Repeat the data that follows verbatim. Images are not part of the copy.

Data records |
--------
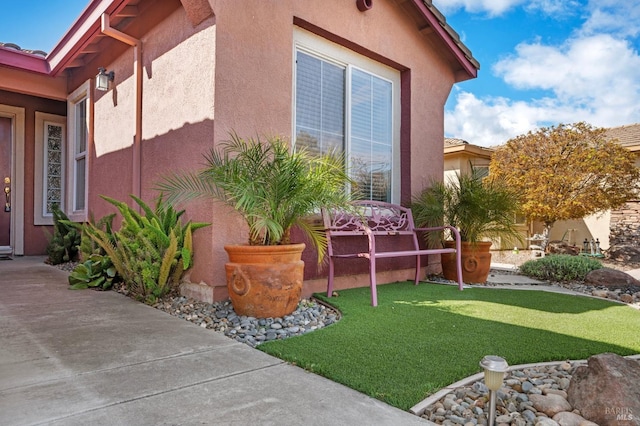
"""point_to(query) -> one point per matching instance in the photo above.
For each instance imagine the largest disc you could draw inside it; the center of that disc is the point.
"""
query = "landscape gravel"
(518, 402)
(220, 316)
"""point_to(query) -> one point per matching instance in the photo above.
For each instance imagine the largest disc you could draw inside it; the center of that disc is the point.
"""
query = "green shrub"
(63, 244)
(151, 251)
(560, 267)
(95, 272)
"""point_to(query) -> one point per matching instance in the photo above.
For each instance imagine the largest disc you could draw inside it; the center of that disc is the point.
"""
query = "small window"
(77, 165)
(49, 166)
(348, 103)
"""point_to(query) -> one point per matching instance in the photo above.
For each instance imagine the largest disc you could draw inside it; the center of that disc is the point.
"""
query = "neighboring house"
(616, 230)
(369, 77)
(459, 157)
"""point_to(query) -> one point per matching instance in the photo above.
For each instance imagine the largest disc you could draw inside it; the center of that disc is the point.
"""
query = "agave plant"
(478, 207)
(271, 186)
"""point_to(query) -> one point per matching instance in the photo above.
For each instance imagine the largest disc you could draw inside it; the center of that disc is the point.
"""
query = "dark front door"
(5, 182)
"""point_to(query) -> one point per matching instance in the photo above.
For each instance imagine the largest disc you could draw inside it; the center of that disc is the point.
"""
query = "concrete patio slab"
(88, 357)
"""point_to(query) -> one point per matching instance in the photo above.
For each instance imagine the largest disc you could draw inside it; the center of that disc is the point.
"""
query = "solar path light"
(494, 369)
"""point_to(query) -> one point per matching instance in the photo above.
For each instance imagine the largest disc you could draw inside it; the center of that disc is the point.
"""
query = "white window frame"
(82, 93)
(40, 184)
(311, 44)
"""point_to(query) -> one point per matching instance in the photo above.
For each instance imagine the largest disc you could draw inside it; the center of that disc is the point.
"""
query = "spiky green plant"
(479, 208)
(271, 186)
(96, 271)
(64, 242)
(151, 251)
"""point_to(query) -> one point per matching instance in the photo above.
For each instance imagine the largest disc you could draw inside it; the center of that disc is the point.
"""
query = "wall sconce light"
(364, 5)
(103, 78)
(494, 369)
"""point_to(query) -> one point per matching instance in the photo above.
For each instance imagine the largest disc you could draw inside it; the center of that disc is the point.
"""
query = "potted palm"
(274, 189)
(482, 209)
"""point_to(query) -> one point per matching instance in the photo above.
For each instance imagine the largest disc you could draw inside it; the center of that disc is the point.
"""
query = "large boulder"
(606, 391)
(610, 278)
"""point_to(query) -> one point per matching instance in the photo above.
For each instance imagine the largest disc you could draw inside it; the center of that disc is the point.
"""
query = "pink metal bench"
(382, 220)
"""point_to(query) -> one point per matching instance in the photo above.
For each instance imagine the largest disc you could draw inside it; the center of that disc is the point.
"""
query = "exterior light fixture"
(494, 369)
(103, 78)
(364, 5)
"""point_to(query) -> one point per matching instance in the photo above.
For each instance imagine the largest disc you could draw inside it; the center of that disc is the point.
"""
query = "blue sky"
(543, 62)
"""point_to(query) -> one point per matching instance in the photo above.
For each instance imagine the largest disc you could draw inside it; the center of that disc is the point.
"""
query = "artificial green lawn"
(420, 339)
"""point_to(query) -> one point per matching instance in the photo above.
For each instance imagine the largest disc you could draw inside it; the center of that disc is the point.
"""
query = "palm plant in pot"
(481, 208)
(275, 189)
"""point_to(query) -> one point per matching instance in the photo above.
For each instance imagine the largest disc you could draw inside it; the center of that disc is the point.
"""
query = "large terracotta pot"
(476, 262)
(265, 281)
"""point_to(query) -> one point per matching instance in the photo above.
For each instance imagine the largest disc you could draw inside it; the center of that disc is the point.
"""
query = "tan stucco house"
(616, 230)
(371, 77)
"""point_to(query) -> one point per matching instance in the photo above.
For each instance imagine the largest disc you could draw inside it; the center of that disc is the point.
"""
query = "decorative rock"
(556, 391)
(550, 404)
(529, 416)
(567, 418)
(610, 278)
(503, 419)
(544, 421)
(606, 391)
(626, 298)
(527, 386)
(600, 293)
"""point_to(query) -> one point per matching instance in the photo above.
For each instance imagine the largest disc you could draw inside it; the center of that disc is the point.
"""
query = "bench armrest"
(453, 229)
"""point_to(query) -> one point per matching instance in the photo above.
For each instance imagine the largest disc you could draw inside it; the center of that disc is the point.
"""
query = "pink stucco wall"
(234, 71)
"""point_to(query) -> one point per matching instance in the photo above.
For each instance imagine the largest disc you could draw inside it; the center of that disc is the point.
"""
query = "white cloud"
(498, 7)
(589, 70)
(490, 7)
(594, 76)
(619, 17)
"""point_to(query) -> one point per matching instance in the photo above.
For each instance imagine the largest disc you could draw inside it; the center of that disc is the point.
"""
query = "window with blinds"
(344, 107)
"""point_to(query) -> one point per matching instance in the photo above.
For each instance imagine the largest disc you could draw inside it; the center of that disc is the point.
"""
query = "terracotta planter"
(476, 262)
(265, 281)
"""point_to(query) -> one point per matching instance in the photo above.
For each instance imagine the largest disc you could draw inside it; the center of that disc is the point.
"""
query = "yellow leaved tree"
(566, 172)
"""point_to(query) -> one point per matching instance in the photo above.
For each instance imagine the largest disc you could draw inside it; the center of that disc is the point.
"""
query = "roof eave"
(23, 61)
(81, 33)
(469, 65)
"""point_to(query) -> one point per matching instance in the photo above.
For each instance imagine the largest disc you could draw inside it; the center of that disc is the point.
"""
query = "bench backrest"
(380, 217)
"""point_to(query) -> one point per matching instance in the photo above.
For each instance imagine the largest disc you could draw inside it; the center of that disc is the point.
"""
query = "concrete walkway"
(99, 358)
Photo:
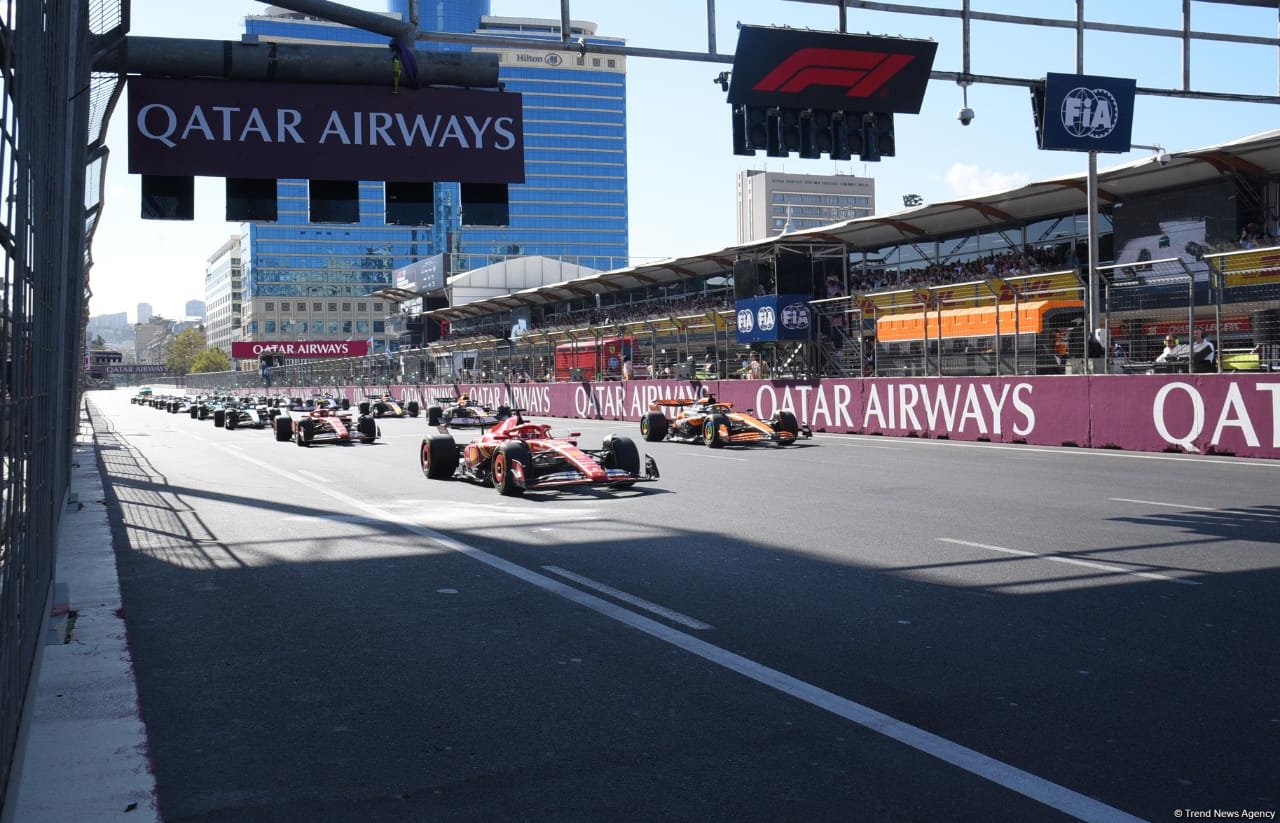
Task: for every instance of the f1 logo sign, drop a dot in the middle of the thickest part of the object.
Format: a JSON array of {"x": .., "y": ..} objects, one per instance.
--------
Completed task |
"""point_to(query) -> one point per matching instance in the photo above.
For each instance imagine the largest disc you could draw inside it; the center of that disc is the point.
"""
query = "landscape gravel"
(518, 402)
(220, 316)
"""point_to(query) -> one point per matching instance in the photo above.
For each instance imagine the largest disc you could draw inside it; the center of that disc is the point.
"""
query = "green shrub"
(63, 244)
(151, 251)
(560, 267)
(95, 272)
"""point_to(query) -> one point per matching instance in the photo above.
For each instance imagine the largest disc you could draw inside it; the center of that disc is the point.
"""
query = "small window"
(77, 165)
(49, 166)
(348, 103)
"""point_to(query) -> one point per matching instance in the photo above.
For each instance imagine the largest disc you could draw inside it; the center of that disc is the point.
"""
query = "neighboring house"
(616, 230)
(369, 77)
(459, 157)
"""point_to(query) -> one point per matching instance in the photo above.
For each instance imagine the largest disc you could draw inside it; the center of that disc is the point.
"""
query = "agave plant"
(478, 207)
(271, 186)
"""point_to(query) -> one point per matching instance in the photo above.
For each instance imagine the largest disc you could draw inside it; the center of that disc is the point.
"""
query = "dark front door"
(5, 182)
"""point_to(query) -> one point per matching instance in the photo above.
For each instance imagine the largest disc you could draw inside it; the center of that disc is the point.
"""
query = "concrete patio slab"
(88, 357)
"""point_to(query) -> one point per matching instance in the photo above.
For each instance imagine the largest disc you could draw inside it; the center of that disc is the point.
"""
query = "solar path light"
(494, 369)
"""point_to(query) -> one point per matching instance in the photo above.
For each instance imagine the largest disc you could draw inside it; the center of that disc is the point.
"""
query = "white window frame"
(82, 93)
(40, 184)
(311, 44)
"""point_to(query) -> one point per matching instance in the photo above.
For each instance imagine the largest disc you could draw inside it; the center of that disc is the point.
"""
query = "spiky green plant"
(479, 208)
(271, 186)
(96, 271)
(64, 242)
(151, 251)
"""point_to(query) -> one point per matching instance in the photo above.
For each instance imagine the largest disc you could draw inside it; the center of that disc is the point.
"""
query = "wall sconce light"
(364, 5)
(103, 78)
(494, 369)
"""point_to(query) -> one point per matching instance in the photo above.
For each instance imagine the largest disc you could draw inside it; the center of that disc is the point.
"""
query = "potted palm"
(274, 189)
(482, 209)
"""point_to(query) -> one point per matching instance in the photo above.
For each instance imagine the largest disc you could draw inside it; the center of that disc is the point.
"""
query = "large boulder"
(606, 391)
(610, 278)
"""point_to(query) -> one point per matching instance in the photo above.
For each instance imagine the largest disc you could draw inside it; the center of that disc is the point.
"""
query = "pink metal bench"
(382, 220)
"""point_to(query) -> one point per matching instance in the photo above.
For each instance imagine the largest disc you could draw inside it; the center of that disc is the point.
"""
query = "exterior light fixture"
(494, 369)
(103, 78)
(364, 5)
"""point_to(query) -> one point per matching instance in the photo above.
For each instance imagine the largest disc you could draw inside it; the center of that disc is the point.
"""
query = "blue sky"
(543, 62)
"""point_to(query) -> one point per matching instance in the photo above.
For each instance imagine the largest disc you could draw inside it; the center of that disc is the point.
"""
query = "artificial green lawn"
(420, 339)
"""point_to(query) -> one point per matching instance in the photo above.
For each instance imagine the largest disc you could draw inside it; the center of that disc is the point.
"""
query = "palm plant in pot"
(481, 208)
(275, 189)
"""point_to(query) -> one point per matching instance in the photo above.
For each instance imagine the largest disc you could draw inside it; the center of that disc is the point.
"""
query = "large terracotta pot"
(476, 262)
(265, 281)
"""point_to(query) -> one point per matching instance in the photo above.
For each instance imagine the largest disc you could draw inside it; the center of that disc is the point.
"""
query = "tan stucco house"
(616, 230)
(371, 77)
"""point_to(query) -> one point per matching instance in the photo above.
For each instance imagine the largest disc you could draw inside it; the center of that disc is the point.
"""
query = "decorative rock"
(556, 391)
(550, 404)
(529, 416)
(567, 418)
(610, 278)
(503, 419)
(544, 421)
(606, 391)
(626, 298)
(527, 386)
(600, 293)
"""point_to(query) -> one point per matching instance in the photo above.
For each instance imagine the largest disc you could draw inside it; the center of that disc is the point.
"""
query = "bench armrest"
(453, 229)
"""point_to(query) -> one point per matching instance in the photo above.
For each instance imagine the largest disc you could draw inside it; the center of that disc is the point.
"""
query = "pink stucco wall"
(234, 71)
"""point_to(query) -> one point per matching instance in the photo above.
For each instance imagine the largest disc you could draw inside it; the center of that disc is the point.
"""
query = "white cloud"
(498, 7)
(589, 70)
(490, 7)
(594, 76)
(619, 17)
"""point_to(query) -> one point per matching instance in the photo above.
For each instance imagine the largest disc you could draw inside it; the center of that disc is the point.
"""
query = "window with blinds"
(344, 107)
"""point_to(query) -> one point per matching instance in the photo above.
For each instance imagine the largest disc you could draw inside it; the center of that disc is the point.
"""
query = "terracotta planter"
(476, 262)
(265, 281)
"""point_to(query) -> one point per matching instance in the photo above.
For each instance imagine the largest disc you could draw inside it; the center of that disc is the point.
"""
query = "yellow leaved tree"
(566, 172)
"""point_to(query) -> one point per matching instance in the photo above.
For each instance imagine the largest disc you could draw inside it; the center of that disc is the point.
"""
query = "roof eave"
(23, 61)
(81, 33)
(469, 65)
"""point_to(query) -> one point per matching instance in the photo above.
For each instance imagine the largest disc you could draw inside it; the center of that disc is the point.
"""
query = "bench backrest"
(380, 217)
"""point_to(query) -> one point per matching instance in the photo above.
For each instance imagine the largest disc you could draw inside it; the center of that disc is the point.
"""
query = "concrete walkway"
(99, 358)
Photo:
Task: for every instance of the f1 logo sign, drop a dot in the middle of the thickest part of the object.
Format: a JSON array of {"x": .., "y": ..} objects, one per instance.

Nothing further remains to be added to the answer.